LINGUIST List 17.1174

Wed Apr 19 2006

Books: Syntax/Typology: Amiridze

Editor for this issue: Maria Moreno-Rollins <marialinguistlist.org>


Directory         1.    Keetje van den Heuvel, Reflexivization Strategies in Georgian: Amiridze


Message 1: Reflexivization Strategies in Georgian: Amiridze
Date: 18-Apr-2006
From: Keetje van den Heuvel <lotlet.uu.nl>
Subject: Reflexivization Strategies in Georgian: Amiridze


Title: Reflexivization Strategies in Georgian Series Title: LOT Dissertation Series

Publication Year: 2006 Publisher: Netherlands Graduate School of Linguistics / Landelijke http://www.lotpublications.nl/

Book URL: http://www.lotpublications.nl/index3.html

Author: Nino Amiridze, Utrecht Institute of Linguistics

Paperback: ISBN: 9789076864969 Pages: 332 Price: Europe EURO 27.54

Abstract:

This dissertation investigates Georgian (Kartvelian) reflexivization strategies within the Government and Binding (Chomsky 1981) and Reflexivity framework (Reinhart and Reuland 1993). It argues that Georgian possesses one simplex and one complex nominal reflexivization strategy, based on a grammaticalized body-part noun. This strategy interacts with a verbal reflexivization strategy.

*Extracted entries*
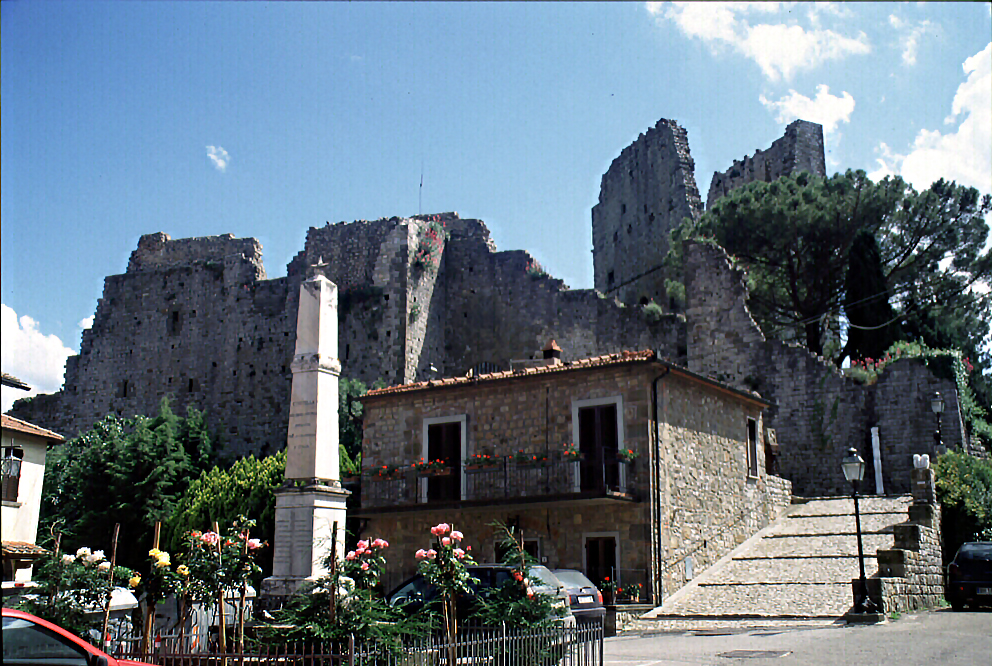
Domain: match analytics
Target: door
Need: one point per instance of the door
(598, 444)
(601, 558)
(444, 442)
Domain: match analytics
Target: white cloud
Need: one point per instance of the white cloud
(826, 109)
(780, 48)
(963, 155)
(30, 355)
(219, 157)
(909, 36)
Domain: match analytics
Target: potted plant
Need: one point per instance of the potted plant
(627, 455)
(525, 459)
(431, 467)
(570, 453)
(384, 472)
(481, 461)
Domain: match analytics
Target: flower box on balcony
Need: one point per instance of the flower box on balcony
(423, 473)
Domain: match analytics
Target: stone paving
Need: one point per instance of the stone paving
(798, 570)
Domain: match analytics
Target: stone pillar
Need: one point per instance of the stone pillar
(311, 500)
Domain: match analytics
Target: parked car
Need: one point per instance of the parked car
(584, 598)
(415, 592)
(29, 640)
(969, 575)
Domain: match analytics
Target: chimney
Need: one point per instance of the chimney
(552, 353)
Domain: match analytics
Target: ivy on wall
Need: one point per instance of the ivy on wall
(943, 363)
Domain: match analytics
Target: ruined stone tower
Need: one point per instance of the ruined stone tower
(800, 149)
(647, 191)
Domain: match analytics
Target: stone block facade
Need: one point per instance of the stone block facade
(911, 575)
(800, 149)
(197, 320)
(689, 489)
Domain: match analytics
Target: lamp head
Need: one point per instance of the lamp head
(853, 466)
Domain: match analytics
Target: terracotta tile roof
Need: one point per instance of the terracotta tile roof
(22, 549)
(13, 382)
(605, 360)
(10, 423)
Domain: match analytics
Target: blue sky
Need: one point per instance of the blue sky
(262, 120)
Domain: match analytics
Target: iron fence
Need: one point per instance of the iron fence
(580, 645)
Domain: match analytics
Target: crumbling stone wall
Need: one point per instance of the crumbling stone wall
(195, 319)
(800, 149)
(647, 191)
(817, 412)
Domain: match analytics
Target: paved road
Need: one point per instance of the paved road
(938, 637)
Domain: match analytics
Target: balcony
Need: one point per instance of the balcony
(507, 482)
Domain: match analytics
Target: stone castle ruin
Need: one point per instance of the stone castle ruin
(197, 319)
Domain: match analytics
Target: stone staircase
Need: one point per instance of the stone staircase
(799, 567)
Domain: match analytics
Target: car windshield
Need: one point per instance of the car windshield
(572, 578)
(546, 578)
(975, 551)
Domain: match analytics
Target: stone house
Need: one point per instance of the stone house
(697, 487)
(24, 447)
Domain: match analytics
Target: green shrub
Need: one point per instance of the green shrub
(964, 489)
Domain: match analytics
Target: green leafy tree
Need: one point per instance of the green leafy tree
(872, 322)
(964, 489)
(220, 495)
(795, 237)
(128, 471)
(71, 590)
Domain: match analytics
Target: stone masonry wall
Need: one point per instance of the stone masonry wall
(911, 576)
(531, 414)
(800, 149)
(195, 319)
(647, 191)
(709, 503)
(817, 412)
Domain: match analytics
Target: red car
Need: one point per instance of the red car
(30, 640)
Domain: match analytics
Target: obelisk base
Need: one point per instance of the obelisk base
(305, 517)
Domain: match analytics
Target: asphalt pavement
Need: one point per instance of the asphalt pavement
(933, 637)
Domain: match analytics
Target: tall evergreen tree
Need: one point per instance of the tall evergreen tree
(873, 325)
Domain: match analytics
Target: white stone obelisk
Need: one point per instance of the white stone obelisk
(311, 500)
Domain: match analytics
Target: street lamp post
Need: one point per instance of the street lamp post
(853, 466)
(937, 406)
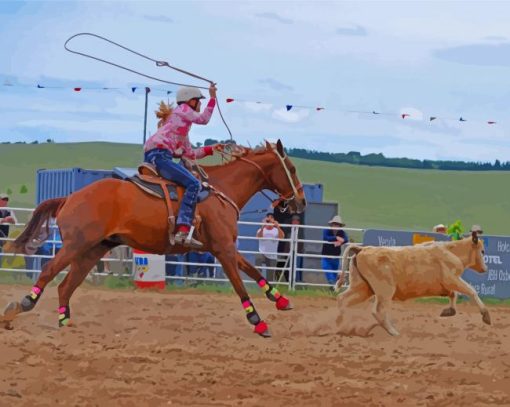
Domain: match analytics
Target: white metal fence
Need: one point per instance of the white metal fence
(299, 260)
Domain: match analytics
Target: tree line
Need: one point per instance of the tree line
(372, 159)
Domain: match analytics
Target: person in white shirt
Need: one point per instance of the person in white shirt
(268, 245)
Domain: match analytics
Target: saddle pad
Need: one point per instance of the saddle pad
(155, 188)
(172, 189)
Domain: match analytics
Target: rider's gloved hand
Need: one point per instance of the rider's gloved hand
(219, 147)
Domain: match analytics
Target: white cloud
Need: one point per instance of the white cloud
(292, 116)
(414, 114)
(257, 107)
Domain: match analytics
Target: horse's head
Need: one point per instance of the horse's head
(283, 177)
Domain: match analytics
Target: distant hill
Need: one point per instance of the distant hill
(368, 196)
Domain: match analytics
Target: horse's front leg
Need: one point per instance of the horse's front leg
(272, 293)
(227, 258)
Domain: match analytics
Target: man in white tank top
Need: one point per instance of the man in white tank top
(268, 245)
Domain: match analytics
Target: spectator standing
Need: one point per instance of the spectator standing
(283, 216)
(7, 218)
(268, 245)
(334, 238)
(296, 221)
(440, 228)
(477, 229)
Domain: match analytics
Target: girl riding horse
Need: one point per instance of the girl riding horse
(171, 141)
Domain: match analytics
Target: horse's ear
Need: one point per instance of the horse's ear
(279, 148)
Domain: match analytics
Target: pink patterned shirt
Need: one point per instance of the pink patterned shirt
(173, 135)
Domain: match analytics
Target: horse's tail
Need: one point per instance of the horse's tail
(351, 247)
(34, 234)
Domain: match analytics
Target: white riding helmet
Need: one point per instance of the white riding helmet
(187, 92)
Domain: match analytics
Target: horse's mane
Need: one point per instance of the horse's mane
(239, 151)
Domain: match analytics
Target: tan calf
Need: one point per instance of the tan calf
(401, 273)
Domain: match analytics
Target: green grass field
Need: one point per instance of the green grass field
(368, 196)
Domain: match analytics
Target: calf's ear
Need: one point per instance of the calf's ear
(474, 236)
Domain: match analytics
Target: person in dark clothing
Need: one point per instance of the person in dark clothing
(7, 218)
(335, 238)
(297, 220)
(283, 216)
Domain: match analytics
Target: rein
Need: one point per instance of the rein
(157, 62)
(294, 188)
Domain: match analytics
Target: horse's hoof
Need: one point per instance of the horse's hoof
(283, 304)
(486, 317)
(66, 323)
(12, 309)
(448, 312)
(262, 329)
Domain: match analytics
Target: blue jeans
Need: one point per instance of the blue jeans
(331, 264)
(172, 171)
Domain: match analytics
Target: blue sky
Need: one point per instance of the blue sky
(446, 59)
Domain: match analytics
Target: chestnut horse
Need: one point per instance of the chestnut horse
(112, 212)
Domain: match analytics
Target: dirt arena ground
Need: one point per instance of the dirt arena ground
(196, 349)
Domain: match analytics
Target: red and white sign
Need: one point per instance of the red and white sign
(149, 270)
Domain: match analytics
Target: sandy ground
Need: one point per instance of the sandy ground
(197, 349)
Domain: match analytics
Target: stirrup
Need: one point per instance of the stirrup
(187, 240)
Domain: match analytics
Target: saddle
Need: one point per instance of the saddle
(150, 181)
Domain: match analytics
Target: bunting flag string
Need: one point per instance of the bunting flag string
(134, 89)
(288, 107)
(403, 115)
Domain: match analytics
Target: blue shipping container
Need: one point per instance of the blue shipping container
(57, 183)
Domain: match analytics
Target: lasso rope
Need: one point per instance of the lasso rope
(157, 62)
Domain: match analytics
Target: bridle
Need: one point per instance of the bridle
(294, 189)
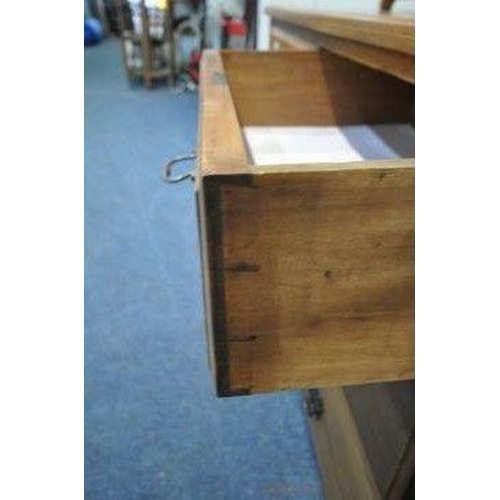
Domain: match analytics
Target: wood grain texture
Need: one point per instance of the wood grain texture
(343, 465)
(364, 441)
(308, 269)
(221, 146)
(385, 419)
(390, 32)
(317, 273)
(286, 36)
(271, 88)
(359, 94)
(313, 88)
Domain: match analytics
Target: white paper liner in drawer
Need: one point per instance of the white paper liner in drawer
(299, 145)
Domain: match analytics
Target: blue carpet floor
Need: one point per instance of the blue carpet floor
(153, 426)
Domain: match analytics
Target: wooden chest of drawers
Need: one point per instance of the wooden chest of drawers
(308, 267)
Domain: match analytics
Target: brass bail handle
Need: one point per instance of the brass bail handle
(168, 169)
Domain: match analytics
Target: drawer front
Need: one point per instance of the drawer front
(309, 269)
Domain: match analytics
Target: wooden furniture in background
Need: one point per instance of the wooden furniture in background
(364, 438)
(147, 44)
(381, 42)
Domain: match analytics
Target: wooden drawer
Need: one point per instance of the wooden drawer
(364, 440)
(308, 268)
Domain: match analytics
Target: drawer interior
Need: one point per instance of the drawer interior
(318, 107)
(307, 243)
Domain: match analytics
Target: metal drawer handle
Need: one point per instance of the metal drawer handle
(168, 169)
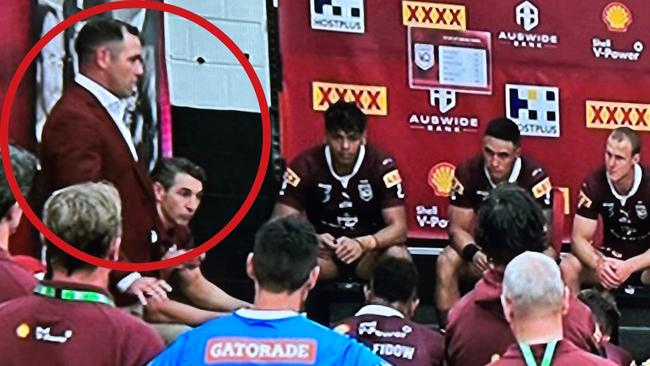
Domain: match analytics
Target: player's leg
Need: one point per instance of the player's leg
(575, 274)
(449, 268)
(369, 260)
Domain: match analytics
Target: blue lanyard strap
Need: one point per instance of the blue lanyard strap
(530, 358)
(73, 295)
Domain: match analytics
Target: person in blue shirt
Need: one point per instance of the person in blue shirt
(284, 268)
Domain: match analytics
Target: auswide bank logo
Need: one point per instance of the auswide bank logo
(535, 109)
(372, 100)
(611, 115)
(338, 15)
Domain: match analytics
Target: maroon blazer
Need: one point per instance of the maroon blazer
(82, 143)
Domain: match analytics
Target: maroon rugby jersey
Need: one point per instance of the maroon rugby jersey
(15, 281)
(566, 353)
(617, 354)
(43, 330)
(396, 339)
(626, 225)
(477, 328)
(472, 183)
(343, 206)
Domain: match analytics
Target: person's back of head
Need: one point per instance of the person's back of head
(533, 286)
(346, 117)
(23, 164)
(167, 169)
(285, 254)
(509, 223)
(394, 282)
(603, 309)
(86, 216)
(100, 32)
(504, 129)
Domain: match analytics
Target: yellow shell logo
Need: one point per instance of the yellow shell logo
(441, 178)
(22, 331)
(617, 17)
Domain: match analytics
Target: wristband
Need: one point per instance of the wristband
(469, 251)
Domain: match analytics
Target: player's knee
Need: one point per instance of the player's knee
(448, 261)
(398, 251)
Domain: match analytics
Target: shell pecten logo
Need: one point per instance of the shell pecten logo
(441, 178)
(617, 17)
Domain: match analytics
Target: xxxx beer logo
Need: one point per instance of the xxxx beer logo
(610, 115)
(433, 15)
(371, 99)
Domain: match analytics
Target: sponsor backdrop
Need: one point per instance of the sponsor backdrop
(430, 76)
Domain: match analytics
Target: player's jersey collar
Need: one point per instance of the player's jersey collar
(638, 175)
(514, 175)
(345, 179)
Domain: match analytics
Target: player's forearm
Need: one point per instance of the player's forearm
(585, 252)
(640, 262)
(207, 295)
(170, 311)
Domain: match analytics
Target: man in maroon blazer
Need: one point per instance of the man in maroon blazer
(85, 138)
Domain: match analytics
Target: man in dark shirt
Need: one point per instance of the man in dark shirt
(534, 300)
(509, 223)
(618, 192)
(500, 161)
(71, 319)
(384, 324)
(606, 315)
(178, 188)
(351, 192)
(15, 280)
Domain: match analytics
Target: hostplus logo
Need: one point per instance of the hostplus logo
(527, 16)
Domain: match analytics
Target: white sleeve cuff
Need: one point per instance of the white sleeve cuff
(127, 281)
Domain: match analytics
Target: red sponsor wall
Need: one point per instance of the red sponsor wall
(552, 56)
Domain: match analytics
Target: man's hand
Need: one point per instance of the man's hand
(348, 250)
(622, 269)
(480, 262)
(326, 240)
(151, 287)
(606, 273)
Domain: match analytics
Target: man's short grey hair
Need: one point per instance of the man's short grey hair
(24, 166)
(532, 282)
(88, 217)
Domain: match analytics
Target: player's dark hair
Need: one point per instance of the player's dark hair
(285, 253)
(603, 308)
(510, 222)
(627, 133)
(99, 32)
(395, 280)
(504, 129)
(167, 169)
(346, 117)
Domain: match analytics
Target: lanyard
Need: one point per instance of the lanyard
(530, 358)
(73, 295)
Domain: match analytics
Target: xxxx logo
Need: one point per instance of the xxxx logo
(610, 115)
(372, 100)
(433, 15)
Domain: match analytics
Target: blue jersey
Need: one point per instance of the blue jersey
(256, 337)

*Exercise prompt*
Do these statements agree with the book announcement? Answer yes or no for each, and quote the words of the announcement that decide it.
1. The book has 332 pages.
2. The dissertation argues that Georgian has two complex nominal reflexivization strategies.
3. The dissertation names Chomsky 1981 as the source of the Government and Binding framework.

*The response*
1. Yes: "Pages: 332"
2. No: "one simplex and one complex nominal reflexivization strategy"
3. Yes: "Government and Binding (Chomsky 1981)"